STATED GOAL » From the line containing "Mark every instance of the short" through the last line of the entries below, repeat each line word for word and leave out the rest.

PROVIDED INFORMATION »

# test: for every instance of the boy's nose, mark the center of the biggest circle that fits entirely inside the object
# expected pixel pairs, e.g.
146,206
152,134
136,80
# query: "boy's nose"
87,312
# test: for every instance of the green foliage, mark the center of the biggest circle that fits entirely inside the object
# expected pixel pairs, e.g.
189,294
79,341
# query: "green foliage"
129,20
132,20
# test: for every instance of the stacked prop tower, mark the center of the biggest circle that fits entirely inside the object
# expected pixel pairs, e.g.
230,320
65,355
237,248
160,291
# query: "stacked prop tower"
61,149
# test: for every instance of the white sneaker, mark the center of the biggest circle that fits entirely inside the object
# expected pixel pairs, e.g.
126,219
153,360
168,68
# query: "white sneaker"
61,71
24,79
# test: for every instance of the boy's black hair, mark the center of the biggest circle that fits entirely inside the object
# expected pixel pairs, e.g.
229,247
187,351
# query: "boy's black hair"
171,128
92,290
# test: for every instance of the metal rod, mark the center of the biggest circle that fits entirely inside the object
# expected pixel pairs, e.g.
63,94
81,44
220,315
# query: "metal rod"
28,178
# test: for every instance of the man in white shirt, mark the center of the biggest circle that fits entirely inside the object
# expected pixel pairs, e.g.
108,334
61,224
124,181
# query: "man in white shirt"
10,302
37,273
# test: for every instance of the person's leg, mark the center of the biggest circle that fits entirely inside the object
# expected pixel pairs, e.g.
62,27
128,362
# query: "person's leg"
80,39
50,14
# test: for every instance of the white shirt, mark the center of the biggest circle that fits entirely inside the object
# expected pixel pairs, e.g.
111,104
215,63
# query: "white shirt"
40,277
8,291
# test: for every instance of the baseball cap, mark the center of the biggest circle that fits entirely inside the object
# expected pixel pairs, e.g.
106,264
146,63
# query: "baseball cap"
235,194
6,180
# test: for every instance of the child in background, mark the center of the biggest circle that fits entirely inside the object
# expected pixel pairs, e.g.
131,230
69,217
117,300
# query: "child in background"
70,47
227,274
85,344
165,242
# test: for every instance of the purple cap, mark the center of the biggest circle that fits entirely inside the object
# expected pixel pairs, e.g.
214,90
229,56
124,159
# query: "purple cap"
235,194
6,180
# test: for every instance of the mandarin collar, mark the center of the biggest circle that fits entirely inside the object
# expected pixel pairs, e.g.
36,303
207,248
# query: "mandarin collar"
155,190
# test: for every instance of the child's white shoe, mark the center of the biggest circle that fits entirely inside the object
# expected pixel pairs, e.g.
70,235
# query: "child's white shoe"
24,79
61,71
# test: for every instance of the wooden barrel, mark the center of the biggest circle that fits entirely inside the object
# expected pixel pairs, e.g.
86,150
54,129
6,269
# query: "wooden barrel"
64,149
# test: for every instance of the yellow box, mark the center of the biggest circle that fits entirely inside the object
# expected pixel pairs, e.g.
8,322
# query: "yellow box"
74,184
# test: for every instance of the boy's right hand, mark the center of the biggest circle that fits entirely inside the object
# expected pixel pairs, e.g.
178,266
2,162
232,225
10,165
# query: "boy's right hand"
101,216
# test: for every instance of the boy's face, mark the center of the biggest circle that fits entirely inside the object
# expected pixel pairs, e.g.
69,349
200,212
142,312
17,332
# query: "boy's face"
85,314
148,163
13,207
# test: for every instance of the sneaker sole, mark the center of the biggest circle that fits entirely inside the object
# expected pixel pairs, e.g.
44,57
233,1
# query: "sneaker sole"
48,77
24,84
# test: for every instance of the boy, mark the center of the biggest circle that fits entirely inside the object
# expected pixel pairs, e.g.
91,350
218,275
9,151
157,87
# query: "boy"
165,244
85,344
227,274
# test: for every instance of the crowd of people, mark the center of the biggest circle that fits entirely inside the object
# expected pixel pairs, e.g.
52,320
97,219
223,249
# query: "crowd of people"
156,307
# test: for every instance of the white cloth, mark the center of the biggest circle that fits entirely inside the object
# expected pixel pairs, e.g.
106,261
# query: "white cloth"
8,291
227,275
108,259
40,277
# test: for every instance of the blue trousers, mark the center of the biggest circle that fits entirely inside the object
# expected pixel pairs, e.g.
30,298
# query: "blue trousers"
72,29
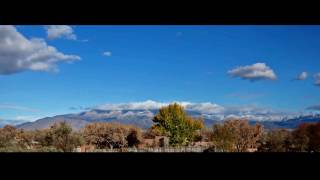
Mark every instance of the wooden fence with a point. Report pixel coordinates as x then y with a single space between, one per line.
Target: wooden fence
155 149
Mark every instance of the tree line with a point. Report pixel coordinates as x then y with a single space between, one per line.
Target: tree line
231 135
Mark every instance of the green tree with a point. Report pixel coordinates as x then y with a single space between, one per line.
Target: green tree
7 136
173 122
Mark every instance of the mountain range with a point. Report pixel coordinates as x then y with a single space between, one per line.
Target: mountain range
143 118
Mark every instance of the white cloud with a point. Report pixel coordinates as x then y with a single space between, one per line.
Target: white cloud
17 53
60 31
302 76
18 108
26 118
314 107
257 71
317 79
206 110
107 53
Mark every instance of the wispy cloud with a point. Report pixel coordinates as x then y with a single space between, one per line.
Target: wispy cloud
246 96
107 53
18 108
17 53
302 76
314 107
255 72
317 79
205 109
60 31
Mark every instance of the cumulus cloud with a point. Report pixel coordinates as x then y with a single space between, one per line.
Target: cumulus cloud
206 110
60 31
317 79
302 76
257 71
107 53
17 53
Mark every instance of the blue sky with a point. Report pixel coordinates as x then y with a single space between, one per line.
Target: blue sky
165 63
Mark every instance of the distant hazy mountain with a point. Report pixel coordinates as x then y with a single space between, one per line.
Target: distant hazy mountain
143 118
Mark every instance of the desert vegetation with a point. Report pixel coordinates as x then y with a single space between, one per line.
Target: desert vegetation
171 123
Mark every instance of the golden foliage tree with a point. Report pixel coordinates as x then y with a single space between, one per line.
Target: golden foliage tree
236 135
173 122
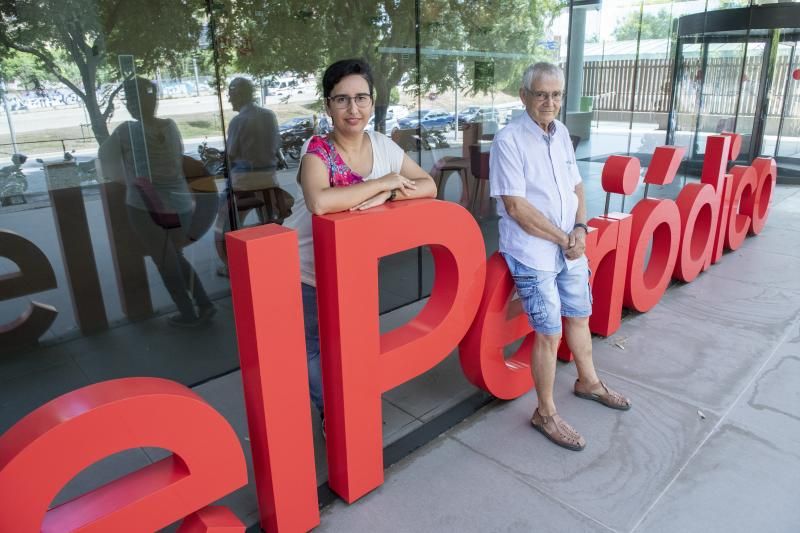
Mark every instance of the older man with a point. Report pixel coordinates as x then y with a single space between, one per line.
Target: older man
542 237
253 140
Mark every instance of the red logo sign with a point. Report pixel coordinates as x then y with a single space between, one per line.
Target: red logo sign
468 307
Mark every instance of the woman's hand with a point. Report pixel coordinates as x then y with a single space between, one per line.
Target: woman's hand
379 199
394 181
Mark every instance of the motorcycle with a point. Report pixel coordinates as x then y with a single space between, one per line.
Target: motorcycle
292 141
213 159
13 182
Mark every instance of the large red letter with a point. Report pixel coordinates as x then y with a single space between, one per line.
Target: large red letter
742 195
358 363
47 448
265 285
757 205
659 220
499 322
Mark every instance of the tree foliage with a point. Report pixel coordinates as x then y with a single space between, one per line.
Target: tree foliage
653 26
78 42
271 38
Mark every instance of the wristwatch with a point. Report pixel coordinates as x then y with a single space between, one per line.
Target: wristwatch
584 226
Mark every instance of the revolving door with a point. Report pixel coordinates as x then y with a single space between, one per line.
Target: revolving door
738 70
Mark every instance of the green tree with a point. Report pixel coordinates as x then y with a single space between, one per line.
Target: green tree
653 26
271 38
77 41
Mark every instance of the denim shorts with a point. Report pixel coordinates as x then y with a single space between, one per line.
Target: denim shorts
547 296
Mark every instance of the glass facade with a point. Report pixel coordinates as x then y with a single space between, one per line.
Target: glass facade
112 258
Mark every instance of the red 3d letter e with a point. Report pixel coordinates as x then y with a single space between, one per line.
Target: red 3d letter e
46 449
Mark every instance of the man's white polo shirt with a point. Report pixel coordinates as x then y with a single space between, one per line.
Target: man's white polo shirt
539 166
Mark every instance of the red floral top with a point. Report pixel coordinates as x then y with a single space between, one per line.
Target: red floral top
340 175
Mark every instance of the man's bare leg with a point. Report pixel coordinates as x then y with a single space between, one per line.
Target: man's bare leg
579 340
544 370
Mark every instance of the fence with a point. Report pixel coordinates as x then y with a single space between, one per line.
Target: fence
612 85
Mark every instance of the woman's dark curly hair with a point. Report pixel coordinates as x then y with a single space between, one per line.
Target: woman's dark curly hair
341 69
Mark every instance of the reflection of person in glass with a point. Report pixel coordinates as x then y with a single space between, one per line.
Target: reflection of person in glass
349 169
253 141
543 239
148 152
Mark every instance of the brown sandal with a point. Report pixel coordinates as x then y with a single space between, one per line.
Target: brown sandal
607 397
558 431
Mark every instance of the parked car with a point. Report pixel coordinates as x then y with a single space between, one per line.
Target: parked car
297 123
391 122
294 133
430 119
477 114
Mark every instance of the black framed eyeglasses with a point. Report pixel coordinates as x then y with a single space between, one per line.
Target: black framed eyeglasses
341 101
541 96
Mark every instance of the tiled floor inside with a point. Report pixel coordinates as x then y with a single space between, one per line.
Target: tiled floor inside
711 370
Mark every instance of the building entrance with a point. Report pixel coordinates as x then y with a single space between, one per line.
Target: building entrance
737 70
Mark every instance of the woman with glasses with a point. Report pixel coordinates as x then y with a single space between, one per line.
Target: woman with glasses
348 169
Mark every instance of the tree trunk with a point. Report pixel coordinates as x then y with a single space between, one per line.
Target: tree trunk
382 94
96 119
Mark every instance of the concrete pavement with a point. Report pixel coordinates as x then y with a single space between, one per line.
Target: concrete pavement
711 444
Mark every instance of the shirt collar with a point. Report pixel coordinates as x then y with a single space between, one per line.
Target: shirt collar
536 129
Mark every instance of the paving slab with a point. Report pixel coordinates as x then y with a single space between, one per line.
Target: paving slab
770 407
18 397
703 341
446 486
738 482
629 458
433 392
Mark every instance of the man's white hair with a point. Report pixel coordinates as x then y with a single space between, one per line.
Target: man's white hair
541 70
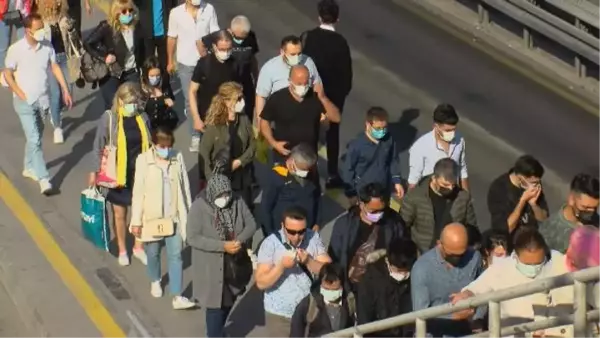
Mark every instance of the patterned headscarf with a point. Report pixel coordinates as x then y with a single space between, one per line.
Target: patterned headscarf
224 217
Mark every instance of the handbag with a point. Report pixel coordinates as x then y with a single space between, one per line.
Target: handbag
94 220
107 176
159 227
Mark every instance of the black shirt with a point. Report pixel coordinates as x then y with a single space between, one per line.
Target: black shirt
295 121
242 53
441 213
210 73
503 197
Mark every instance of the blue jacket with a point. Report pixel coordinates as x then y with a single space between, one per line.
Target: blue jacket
283 190
368 162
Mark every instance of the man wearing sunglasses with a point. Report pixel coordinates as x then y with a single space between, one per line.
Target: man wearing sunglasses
287 262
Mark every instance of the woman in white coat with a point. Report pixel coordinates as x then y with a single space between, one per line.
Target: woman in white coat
160 204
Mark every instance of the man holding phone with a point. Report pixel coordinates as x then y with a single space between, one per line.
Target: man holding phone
287 262
516 198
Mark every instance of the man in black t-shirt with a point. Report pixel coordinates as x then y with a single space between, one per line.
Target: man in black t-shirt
516 198
296 112
245 48
210 73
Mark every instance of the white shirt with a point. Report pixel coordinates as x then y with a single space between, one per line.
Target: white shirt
31 67
130 58
188 30
425 152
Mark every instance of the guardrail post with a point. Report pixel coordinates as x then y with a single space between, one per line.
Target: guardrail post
484 15
494 319
580 303
420 328
580 68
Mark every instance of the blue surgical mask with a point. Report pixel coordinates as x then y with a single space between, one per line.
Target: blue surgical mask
163 152
154 80
378 134
125 18
529 271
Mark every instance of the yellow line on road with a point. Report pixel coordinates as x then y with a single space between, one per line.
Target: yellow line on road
74 281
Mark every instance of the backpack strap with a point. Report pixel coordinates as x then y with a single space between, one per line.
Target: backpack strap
313 310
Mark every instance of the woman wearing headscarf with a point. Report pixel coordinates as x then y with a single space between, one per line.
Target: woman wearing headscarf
219 223
126 128
229 134
66 41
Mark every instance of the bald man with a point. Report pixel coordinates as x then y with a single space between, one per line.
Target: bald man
297 113
442 271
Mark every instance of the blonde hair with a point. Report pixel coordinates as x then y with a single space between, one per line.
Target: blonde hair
218 111
128 92
52 11
116 8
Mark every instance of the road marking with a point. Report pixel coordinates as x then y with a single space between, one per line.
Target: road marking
79 287
467 37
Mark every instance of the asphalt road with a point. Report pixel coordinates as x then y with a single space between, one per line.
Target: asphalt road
400 63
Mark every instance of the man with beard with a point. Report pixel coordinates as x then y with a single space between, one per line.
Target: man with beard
580 209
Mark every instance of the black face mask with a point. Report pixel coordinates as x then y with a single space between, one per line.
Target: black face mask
453 260
584 217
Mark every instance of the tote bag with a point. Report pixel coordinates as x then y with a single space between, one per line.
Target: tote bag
107 176
94 221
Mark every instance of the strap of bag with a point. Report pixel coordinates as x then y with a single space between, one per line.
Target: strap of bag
302 266
313 309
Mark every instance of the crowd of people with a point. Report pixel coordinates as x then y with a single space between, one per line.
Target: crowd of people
379 263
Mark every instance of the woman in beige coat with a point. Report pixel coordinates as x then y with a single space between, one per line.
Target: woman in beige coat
162 192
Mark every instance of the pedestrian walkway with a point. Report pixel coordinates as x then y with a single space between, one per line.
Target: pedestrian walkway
119 289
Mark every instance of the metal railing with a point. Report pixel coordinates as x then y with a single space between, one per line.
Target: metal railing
580 318
573 30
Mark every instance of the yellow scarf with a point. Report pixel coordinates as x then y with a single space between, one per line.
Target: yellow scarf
122 146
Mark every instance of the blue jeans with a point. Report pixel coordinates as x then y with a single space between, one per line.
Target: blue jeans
174 263
184 73
215 321
5 39
33 127
56 92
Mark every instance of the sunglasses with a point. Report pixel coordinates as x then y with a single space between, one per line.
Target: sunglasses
295 232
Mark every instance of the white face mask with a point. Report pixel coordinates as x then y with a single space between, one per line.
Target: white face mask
331 296
300 90
239 106
447 136
301 173
292 60
222 202
400 276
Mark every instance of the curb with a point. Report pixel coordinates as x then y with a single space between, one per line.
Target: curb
503 52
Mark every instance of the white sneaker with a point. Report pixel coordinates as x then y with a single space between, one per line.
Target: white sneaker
124 259
182 303
45 186
58 136
156 289
195 145
29 174
141 256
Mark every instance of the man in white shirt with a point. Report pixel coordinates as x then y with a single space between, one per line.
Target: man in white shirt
274 74
26 74
188 23
441 142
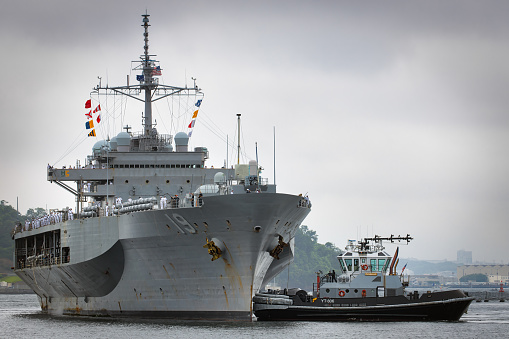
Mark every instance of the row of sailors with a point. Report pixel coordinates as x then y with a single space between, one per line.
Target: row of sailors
48 219
56 217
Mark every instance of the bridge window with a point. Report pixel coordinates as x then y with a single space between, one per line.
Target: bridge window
342 264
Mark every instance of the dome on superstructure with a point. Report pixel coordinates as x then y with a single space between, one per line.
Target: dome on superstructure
219 178
113 143
168 148
181 141
99 145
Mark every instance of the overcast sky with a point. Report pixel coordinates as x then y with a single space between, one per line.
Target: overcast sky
391 115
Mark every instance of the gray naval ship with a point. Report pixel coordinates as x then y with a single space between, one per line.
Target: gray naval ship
155 233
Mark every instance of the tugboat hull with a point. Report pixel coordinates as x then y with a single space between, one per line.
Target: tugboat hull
439 310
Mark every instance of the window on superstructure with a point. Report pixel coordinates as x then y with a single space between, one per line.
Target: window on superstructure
386 265
341 263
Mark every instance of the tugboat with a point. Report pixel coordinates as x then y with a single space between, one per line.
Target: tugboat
367 289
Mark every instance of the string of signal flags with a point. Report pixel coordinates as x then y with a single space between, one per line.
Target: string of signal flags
91 117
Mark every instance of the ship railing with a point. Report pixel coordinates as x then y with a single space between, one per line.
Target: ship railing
304 202
38 261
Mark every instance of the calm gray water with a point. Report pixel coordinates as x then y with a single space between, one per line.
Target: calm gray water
20 317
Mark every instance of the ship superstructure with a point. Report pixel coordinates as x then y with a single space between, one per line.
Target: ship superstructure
154 231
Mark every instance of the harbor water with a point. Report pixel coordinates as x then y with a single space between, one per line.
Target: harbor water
21 317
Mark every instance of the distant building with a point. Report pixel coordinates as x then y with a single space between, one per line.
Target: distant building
464 257
495 273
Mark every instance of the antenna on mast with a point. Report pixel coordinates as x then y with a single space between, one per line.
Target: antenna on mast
238 144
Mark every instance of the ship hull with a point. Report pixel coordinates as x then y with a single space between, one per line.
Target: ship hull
156 264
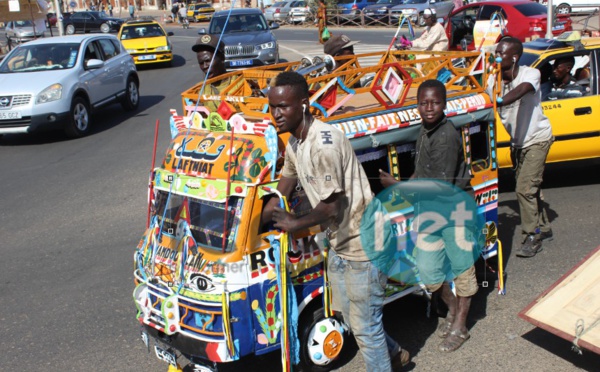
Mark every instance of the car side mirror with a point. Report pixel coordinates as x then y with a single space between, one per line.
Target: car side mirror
94 64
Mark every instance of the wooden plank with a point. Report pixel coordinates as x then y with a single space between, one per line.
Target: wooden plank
574 297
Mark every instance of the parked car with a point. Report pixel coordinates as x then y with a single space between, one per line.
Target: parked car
200 12
415 8
147 42
59 82
91 22
295 11
51 20
247 37
381 8
273 13
575 6
575 119
525 20
21 31
353 7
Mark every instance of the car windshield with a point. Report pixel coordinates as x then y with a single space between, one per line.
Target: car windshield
238 23
206 218
137 32
532 9
23 24
29 58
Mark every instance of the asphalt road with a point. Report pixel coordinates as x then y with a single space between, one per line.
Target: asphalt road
72 212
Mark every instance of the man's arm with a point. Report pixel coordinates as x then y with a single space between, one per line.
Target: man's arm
516 94
285 187
322 213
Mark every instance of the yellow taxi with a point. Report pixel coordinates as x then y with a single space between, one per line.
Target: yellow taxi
200 12
147 42
575 113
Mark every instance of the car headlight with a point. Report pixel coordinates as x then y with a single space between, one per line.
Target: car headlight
52 93
269 45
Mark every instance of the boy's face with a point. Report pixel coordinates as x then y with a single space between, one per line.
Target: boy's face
431 106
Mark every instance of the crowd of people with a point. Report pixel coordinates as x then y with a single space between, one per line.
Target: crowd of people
320 160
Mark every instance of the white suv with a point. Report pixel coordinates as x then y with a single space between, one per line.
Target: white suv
59 82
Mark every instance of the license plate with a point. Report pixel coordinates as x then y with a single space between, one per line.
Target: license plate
147 58
165 355
244 62
10 115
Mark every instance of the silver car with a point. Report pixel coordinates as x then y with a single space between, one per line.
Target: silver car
414 10
21 31
247 37
57 83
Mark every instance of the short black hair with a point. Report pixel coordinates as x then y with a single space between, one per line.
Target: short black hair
432 83
515 43
293 79
569 59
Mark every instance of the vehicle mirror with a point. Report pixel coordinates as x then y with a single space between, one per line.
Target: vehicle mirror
94 64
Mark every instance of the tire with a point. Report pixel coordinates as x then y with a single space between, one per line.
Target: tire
79 121
563 9
131 101
323 341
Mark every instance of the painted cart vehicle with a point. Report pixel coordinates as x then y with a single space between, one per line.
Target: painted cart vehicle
209 276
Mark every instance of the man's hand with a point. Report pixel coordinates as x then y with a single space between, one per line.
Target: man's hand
386 179
284 220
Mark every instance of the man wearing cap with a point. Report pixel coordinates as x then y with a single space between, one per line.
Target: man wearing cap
206 47
434 37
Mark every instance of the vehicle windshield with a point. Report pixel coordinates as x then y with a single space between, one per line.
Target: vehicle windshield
23 24
206 218
238 23
29 58
527 59
137 32
532 9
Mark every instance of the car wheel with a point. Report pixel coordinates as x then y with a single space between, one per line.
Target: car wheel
321 341
132 95
563 9
79 121
421 20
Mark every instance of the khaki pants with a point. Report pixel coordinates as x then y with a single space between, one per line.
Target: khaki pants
529 165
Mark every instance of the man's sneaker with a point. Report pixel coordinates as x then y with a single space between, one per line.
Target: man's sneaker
531 247
546 236
400 360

EXERCISE RESULT »
Mark every instance of the short black hair with a point. Report pixel coordinates as x then y with a single space between, one per line.
Target: short black hair
432 83
515 43
293 79
569 59
Mark every instance of the vehicle mirror with a point. Report pixel coordinates as x then y with a single space between, one per line.
Target: vehicle mirror
94 64
Mark every instance of the tire with a point. Report pixel coordinates as x then y with a single space between, one per line.
Target: tire
79 121
563 9
131 101
323 341
Mark every instance of the painted cart vehicle with a point. Report pixel coordinates as x then y with a single space between, one per line.
Target: painted cart vehicle
209 276
Mark every instance of the man's hand with a point. Report pixel coordinates as x then y with a single space between, one per line.
Target: man's hand
386 179
284 220
Mark every instance of the man wearing cap with a point. Report pixel coordinates as x then y with a single space between, one per line.
Target: man wearing cap
206 47
434 37
Mark every instance of the vehicle windshield with a point. Report pixel coordinates as x then y with a single space between, one per line.
Target: vehicle windshield
23 24
206 218
238 23
29 58
527 59
137 32
532 9
Mark every instance of the car wheel with a point. Report pixel coordinates as x then y with a single space between, one per line.
Target: car wheel
321 341
132 95
563 9
79 121
421 20
Mark every instance of the khaki pants with a point. Report pixel coordinates as x then y with a single space between, one per line.
Target: khaki pants
529 165
Mark every instance of the man's sneaker with a point. Report pixel coordinates as x then y with a single space between, one per line.
Target: man's sneaker
531 247
546 236
400 360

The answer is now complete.